» **Task directions**: Please copy out everything in the Bible-reading post from "Much to my amazement, 128" down to "am still exhausted.", word for word.

» **Study text**:

I've been neglecting this blog while I ran a program called "Bible in 90 Days." I was drug, kicking and screaming, to the program. The material was a bit more literal in interpretation of the Bible than I am comfortable with and there were bits of lectures and even promotional materials that were inconsistent with my understanding of the Bible, but... I had just followed my husband through two different cancer diagnoses in a single year and I was on the verge of creative burnout when it came to developing and offering creative programs for our adult education program, so I signed on. I hid my weak expectations from myself and from my committee and we started promoting the program. I thought we might have 50 people sign up to read the Bible and maybe 30 would finish.
Much to my amazement, 128 people signed up to read the Bible, cover to cover, 12 pages a day. We recruited small group facilitators to offer eleven small groups during the week. This past Friday, 93 of the 128 were recognized for completing the program. I am still exhausted.

» **Extracted material**:

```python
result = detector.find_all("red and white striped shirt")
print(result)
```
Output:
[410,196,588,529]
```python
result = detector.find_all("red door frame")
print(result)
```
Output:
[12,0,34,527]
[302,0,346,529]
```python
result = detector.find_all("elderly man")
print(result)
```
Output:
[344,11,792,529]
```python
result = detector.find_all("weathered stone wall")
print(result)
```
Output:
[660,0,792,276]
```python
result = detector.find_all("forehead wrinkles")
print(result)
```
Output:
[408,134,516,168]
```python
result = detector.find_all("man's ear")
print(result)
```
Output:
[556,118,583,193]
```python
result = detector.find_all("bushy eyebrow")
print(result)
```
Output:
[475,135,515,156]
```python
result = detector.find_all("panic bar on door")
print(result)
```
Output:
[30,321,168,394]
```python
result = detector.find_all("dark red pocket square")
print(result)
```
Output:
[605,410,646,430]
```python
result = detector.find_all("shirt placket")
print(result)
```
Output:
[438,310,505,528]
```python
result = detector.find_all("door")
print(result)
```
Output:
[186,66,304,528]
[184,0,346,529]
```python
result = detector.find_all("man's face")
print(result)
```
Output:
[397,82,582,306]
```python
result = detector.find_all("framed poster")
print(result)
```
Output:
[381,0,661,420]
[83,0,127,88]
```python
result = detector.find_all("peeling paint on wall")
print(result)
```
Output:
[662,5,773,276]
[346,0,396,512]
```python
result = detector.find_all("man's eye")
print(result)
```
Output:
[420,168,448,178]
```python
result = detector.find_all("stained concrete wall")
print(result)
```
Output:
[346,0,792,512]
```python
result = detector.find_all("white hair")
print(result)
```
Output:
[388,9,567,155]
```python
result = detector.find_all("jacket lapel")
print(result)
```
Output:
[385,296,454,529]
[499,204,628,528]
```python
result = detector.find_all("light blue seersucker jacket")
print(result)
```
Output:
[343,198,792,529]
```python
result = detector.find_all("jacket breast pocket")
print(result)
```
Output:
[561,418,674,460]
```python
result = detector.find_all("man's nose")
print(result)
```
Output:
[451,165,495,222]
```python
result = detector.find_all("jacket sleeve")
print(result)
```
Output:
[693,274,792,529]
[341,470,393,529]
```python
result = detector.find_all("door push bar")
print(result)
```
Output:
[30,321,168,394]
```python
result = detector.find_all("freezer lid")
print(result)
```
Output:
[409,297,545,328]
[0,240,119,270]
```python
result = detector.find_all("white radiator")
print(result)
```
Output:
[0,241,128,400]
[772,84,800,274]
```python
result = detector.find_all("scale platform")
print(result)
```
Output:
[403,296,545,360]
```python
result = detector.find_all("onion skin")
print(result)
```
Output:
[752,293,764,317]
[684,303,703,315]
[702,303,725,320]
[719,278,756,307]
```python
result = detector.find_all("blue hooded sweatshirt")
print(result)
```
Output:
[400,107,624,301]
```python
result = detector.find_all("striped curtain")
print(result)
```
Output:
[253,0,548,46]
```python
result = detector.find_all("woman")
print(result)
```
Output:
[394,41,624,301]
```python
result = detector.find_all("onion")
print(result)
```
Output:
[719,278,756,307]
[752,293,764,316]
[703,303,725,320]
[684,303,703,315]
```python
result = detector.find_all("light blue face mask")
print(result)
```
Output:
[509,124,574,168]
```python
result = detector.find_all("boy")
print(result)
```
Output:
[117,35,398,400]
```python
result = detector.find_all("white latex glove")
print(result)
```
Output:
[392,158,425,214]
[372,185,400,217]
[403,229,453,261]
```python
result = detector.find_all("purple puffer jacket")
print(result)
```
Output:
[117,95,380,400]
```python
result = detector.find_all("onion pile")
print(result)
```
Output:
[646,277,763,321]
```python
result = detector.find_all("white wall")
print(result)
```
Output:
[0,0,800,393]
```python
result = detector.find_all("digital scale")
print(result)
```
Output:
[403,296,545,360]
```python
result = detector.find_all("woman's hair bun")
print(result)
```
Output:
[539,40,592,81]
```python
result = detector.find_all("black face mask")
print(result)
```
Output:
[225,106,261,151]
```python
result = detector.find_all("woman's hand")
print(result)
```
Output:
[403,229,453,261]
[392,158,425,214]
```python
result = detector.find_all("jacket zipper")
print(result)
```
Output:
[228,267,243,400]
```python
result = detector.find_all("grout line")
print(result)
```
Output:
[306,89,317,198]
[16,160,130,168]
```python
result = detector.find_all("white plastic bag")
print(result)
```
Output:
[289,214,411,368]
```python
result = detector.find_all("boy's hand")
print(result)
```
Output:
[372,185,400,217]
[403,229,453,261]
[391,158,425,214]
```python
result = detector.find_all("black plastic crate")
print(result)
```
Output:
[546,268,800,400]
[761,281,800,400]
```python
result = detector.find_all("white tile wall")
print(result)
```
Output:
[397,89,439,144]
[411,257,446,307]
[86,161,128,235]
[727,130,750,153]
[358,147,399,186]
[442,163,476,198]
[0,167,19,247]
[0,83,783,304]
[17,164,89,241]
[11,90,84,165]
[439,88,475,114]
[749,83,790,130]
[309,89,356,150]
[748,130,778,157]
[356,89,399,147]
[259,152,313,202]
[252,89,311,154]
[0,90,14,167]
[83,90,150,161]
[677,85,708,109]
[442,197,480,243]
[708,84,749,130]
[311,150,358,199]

» **Solution for this problem**:
Much to my amazement, 128 people signed up to read the Bible, cover to cover, 12 pages a day. We recruited small group facilitators to offer eleven small groups during the week. This past Friday, 93 of the 128 were recognized for completing the program. I am still exhausted.